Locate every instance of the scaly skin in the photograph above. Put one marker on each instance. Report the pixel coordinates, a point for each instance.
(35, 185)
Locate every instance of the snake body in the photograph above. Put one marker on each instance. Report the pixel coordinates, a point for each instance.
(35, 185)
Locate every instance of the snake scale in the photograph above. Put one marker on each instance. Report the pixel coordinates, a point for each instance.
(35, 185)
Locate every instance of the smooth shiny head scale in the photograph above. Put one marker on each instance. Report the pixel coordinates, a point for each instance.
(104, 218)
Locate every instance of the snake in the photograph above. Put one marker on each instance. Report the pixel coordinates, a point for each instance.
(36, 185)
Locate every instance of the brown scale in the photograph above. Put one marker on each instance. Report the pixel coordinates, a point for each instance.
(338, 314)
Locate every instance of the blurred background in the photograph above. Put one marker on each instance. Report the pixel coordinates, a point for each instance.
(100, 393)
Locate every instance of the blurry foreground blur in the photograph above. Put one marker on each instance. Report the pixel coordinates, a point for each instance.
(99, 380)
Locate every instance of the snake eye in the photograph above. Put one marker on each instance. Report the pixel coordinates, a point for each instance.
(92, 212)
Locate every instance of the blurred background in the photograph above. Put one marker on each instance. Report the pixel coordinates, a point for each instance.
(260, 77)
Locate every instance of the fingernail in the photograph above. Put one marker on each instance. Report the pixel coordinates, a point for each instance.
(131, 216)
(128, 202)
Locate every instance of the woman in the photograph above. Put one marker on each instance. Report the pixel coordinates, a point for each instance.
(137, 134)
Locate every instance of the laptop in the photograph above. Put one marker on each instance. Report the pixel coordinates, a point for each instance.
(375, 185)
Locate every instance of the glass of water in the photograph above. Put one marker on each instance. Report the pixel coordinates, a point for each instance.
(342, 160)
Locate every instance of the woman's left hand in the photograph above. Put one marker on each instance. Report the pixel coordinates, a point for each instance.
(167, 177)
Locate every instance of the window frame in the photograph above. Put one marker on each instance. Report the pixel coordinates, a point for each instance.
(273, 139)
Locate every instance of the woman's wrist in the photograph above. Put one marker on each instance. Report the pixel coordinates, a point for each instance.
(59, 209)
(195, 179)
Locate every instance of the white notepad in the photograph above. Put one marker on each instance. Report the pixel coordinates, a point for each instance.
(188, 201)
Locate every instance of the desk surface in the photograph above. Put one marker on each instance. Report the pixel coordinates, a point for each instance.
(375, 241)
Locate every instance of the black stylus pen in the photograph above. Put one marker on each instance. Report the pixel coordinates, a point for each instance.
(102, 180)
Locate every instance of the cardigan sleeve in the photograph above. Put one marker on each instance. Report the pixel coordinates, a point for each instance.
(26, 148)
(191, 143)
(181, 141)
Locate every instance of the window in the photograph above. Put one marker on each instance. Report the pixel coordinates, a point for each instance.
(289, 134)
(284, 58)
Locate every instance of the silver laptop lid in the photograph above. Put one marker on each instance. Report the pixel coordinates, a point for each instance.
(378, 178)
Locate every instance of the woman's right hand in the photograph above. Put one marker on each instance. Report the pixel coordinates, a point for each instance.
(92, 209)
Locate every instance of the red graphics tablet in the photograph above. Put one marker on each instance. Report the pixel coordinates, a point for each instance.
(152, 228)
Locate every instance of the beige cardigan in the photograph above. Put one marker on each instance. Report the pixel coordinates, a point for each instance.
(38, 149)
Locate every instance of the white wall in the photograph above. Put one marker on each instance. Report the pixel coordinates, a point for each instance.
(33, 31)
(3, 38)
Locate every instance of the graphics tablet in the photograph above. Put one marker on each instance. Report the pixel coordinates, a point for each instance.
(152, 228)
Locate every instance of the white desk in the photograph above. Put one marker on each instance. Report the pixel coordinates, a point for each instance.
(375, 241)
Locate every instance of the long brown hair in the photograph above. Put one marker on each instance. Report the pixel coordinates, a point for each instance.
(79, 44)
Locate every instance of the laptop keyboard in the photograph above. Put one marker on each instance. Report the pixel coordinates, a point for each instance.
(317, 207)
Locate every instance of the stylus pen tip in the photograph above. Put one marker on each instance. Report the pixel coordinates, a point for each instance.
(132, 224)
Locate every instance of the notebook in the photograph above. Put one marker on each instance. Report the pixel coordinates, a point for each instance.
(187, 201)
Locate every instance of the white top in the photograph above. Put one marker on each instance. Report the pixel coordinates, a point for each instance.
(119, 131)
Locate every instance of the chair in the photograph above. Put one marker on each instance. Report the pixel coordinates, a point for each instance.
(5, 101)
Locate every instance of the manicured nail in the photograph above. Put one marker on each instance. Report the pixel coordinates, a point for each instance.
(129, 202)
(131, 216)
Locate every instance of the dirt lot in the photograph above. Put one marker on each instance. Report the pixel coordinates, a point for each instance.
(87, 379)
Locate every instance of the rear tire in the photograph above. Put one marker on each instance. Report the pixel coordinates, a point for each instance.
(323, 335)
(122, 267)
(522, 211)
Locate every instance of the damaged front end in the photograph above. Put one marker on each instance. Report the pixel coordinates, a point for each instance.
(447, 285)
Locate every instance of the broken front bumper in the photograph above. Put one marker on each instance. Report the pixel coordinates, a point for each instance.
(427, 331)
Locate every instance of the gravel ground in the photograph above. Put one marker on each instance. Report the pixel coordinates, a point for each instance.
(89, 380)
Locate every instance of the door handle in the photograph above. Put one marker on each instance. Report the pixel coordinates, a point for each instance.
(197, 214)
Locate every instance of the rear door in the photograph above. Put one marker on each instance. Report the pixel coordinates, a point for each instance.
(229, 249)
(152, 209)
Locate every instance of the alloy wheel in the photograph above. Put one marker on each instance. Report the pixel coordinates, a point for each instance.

------------------------------------------------------------

## Requirement
Output the entire listing again, word for word.

## Solved problem
Locate every instance of the scaly skin in the photograph above. Put one marker on each instance. Report the pixel coordinates, a point for each instance.
(35, 185)
Locate every instance of the snake body in the photograph above. Put one marker on each instance. Report the pixel coordinates, a point for each instance.
(35, 185)
Locate every instance of the snake scale in the photograph above. Put one marker on each instance. Report the pixel coordinates, a point for each instance.
(35, 185)
Locate every instance of the smooth shiny head scale in the photograph above. Put one marker on each instance. Report the pixel coordinates, a point for each instance.
(104, 218)
Locate every instance of the snake in the photograph above. Put one marker on each instance. Report the pixel coordinates, a point for each instance.
(36, 185)
Locate every instance of the brown scale in the photograph above. Put one marker on each instance. Report the pixel coordinates, a point for each instance.
(338, 314)
Locate every instance of the blurred background in the photograph above. Put one marker on each instance. Report the pixel coordinates, a point for each instance.
(100, 393)
Locate every instance of the blurry foreground blur in the photograph above. Put one marker on each instance. Report the pixel coordinates, a point for each instance.
(99, 380)
Locate every instance of the snake eye in the photograph above. Put one marker on each instance. Report the pixel coordinates, a point for each instance.
(92, 212)
Locate every instance of the blurred background in the photograph above. Put one marker on each instance. Report the pixel coordinates, a point for each instance.
(260, 77)
Locate every instance of the fingernail in the photograph above. Put one marker on each instance. Report the pixel coordinates, a point for each instance.
(131, 216)
(128, 202)
Locate every instance of the woman in the photograph above. Put one marker on each instance. Report the pixel coordinates, a point for each instance.
(137, 134)
Locate every instance of the laptop in the photograph above. Put one marker on each instance. Report the pixel coordinates, a point for each instance.
(375, 185)
Locate every instance of the glass of water in the photograph above. Put one marker on each instance. Report the pixel coordinates, a point for each instance.
(342, 160)
Locate every instance of the woman's left hand in the photograph above. Put one marker on each instance. Report the pixel coordinates, a point for each instance.
(167, 177)
Locate every instance of the window frame in the photograph above. Put one marker on each instance. Report the pixel coordinates, a point for each instance.
(273, 139)
Locate every instance of the woman's wrist in the photograph above. Put one marker on each instance. Report the pixel coordinates, a point for each instance.
(59, 209)
(195, 179)
Locate every instance of the white notepad in the photograph above. Put one marker on each instance. Report the pixel coordinates, a point for each instance.
(188, 201)
Locate every instance of the desk surface in the photograph above. Put one marker on each instance. Report the pixel coordinates, a point for each instance.
(375, 241)
Locate every instance of the black stylus pen in the photograph above. Put one marker on each instance. Report the pixel coordinates, a point for each instance.
(102, 180)
Locate every instance of the cardigan sleeve in the photograph above. Put one marker on each instance. Report the pixel coordinates, a point for each instance.
(26, 148)
(191, 143)
(181, 141)
Locate every instance of the window in the photograph above. Put one marker on each instance. Report the pixel coordinates, a point for each instance.
(289, 134)
(284, 58)
Locate every instance of the silver laptop lid in the photograph above. Put one marker on each instance. Report the pixel coordinates, a point for each instance.
(378, 178)
Locate every instance of the woman's right hand in the photograph above. Put one marker on each instance. Report the pixel coordinates, a point for each instance.
(92, 209)
Locate every instance of the red graphics tablet in the photograph above. Put one marker on each instance. Report the pixel coordinates, a point for each instance.
(152, 228)
Locate every instance of the beige cardigan in the photograph above. Put one marker on each instance. Report the pixel coordinates, a point for each instance.
(38, 149)
Locate every instance of the white wall in the photograph above. Put one marker on each instance. Report the pixel coordinates, a point for each instance.
(33, 31)
(3, 38)
Locate every instance of the graphics tablet in the photograph above. Put one marker on each instance. Report the pixel coordinates, a point for each instance.
(152, 228)
Locate every instance of the white desk in the photograph above. Put one marker on each instance. Report the pixel coordinates, a point for each instance.
(375, 241)
Locate every instance of the long brown hair in the photograph above. Put one marker on each instance. Report the pixel coordinates, a point for each instance.
(79, 44)
Locate every instance of the laptop keyboard in the photograph above. Put one marker on each instance. Report the pixel coordinates, a point for each instance.
(317, 207)
Locate every instance of the stylus pen tip in the photograph above. Put one marker on each instance. Report the pixel coordinates, a point for each instance.
(132, 224)
Locate every instance of the notebook in the photograph above. Put one marker on each instance. Report the pixel coordinates, a point for each instance.
(187, 201)
Locate every instance of the white top in the photograph above. Put one marker on each instance. Report the pixel coordinates, a point for each instance.
(119, 131)
Locate every instance of the chair in the photograph above. Put one marker on each instance. Report the pixel coordinates, a point for each instance.
(5, 101)
Locate every instance of the manicured nail in the photograph above. Put one marker on each instance. Report the pixel coordinates, a point for each instance.
(129, 202)
(131, 216)
Locate every instance of the dirt lot in the photograph above. Put one marker on each instance. Report the pixel coordinates, a point for each instance.
(87, 379)
Locate every instance of the rear tire in the photograph above. Put one marker on each instance. Report the pixel coordinates, a point for each instance.
(323, 335)
(122, 267)
(522, 211)
Locate every instance of the damaged front end in the photograph above. Put one marker on each instance. Report the pixel coordinates, a point for each instance.
(447, 285)
Locate every instance of the broken front bumper in the photograph above. Put one marker on each instance. Report the pixel coordinates, a point for each instance.
(427, 331)
Locate every instance of the gravel ground in the photograph above. Put one marker on each instance. Report the pixel coordinates, a point for each instance.
(89, 380)
Locate every instance of the door handle in the photograph above. Put one marker on each instance. Report the pixel coordinates, a point for each instance.
(197, 214)
Locate every instance of the rear door in the photograph above. Put one marker on each instance. Report the pixel coordinates, a point for each instance.
(229, 249)
(152, 209)
Locate every instance of the alloy wheel in the photograph above. Put one marker on each instance. Report the pixel coordinates, a point for each instance.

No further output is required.